──────── EXTRACT TO READ ────────

Speaker 4 we've conceded to a really bad idea that does really bad things.

Speaker 4 So I actually argue that fighting for what woke actually means, i.e. being alert to injustice and wanting to do something about it,

Speaker 4 The right are brilliant at this. They will take something that they worry might be a weakness or an advantage to the other side, and they poison and contaminate it.

Speaker 4 And they do it with the help of a kind of right-wing media ecosystem that then makes the left lose confidence.

Speaker 4 And I think on stuff like, you know, like right now, and let me tell you, this could be completely wrong because you're in America and I'm not.

Speaker 4 If I was on a board, like a big conglomerate board, and I know they worry about who and what the government does and whatever you, I'd come out and say this is now the time to absolutely double down on DEI

Speaker 4 because I think it's the right thing to do.

Speaker 4 Even as I say that, I can see why people going in politics might think, yeah, well, look at the polls. The polls are driven.
The polls are driven by the nature and the terms of a debate.

Speaker 4 Control the nature and the terms of the debate.

Speaker 3 Yeah. I think that's really well said.

──────── PROVIDED MATERIAL ────────

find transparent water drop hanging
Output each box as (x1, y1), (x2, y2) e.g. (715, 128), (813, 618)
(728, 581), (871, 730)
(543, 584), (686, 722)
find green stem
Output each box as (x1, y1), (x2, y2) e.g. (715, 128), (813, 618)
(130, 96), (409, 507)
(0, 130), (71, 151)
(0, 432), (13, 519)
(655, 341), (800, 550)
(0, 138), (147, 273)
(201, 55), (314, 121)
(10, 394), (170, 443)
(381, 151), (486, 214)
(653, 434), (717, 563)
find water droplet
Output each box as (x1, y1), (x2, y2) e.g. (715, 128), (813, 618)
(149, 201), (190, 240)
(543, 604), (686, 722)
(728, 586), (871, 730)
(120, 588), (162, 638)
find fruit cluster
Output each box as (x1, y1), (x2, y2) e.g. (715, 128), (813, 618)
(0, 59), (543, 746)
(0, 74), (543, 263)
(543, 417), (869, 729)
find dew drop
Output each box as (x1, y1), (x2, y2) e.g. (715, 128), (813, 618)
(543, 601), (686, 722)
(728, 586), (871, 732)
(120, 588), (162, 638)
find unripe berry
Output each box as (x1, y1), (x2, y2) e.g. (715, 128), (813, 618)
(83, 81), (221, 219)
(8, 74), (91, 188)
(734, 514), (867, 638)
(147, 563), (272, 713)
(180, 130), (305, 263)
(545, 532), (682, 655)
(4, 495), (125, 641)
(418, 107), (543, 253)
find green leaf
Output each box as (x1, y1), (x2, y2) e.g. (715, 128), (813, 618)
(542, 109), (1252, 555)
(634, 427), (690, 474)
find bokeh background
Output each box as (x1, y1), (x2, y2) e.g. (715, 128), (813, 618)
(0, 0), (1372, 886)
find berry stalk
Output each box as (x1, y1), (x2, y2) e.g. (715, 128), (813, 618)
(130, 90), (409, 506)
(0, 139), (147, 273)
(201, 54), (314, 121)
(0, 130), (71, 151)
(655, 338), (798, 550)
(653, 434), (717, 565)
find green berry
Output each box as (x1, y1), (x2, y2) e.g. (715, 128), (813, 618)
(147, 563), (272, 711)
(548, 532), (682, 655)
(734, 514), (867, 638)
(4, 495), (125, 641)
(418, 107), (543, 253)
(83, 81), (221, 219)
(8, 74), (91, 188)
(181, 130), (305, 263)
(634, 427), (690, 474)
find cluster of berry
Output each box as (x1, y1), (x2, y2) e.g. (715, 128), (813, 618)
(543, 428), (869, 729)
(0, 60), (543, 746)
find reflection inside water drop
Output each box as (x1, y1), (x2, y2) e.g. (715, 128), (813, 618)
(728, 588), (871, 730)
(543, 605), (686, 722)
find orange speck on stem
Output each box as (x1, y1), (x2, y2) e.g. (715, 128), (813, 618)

────────

GIVEN TASK.
Answer these questions about the transcript:
(a) What does Speaker 4 say the right does with something it worries might be a weakness or an advantage to the other side?
(b) What does Speaker 4 say it is now the time to double down on?
(c) According to Speaker 4, what are the polls driven by?
Rely solely on the transcript, not on the entries.

THE OUTPUT.
(a) The right poisons and contaminates it.
(b) DEI.
(c) The nature and the terms of a debate.